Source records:
* Begin *

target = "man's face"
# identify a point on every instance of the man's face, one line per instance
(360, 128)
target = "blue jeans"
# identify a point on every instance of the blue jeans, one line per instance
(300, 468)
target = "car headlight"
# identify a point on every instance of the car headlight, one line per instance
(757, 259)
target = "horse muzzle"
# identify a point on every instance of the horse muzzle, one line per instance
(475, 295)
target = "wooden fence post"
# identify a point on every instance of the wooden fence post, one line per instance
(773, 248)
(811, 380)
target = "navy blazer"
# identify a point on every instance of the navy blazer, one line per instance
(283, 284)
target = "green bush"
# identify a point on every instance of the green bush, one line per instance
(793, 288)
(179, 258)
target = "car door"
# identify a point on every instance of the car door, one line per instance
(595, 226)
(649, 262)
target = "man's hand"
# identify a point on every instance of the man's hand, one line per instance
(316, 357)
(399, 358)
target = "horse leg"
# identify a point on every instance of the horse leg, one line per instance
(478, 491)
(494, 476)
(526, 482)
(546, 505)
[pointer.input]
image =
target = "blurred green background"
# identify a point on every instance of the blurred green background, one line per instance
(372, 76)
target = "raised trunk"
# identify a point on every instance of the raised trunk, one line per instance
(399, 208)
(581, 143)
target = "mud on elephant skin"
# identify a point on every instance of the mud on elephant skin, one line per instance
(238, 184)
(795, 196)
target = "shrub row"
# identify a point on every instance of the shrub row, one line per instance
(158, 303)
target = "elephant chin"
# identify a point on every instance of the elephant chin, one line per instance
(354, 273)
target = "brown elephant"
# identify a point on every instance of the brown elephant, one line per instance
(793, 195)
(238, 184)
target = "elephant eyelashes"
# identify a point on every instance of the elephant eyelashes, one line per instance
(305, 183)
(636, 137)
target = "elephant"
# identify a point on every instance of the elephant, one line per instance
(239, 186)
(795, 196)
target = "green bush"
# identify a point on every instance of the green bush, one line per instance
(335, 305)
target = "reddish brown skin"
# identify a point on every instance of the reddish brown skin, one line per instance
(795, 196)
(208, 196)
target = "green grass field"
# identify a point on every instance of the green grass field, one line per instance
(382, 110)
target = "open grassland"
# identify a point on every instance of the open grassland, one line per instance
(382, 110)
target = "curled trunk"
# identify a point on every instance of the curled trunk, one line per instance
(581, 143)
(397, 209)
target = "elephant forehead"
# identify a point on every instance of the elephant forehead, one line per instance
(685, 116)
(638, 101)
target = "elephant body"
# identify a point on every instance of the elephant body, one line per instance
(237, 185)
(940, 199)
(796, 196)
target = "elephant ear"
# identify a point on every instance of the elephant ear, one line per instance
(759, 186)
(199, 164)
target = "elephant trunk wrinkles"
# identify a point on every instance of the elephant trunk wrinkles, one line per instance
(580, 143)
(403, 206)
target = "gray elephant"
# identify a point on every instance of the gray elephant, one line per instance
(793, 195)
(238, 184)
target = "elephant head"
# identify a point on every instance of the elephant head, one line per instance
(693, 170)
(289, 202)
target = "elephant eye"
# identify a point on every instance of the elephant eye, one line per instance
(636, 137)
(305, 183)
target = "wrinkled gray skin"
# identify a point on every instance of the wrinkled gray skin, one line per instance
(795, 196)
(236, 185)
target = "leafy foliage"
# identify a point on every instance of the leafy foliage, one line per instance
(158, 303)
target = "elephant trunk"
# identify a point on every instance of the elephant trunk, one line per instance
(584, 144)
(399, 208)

* End *

* What you should do: Please pick out each line above that contains the word "wrinkles", and copy those lines.

* Solution to this task:
target = "elephant trunk wrinkles"
# identify a point on every instance of the elephant trunk wrinkles, one line per instance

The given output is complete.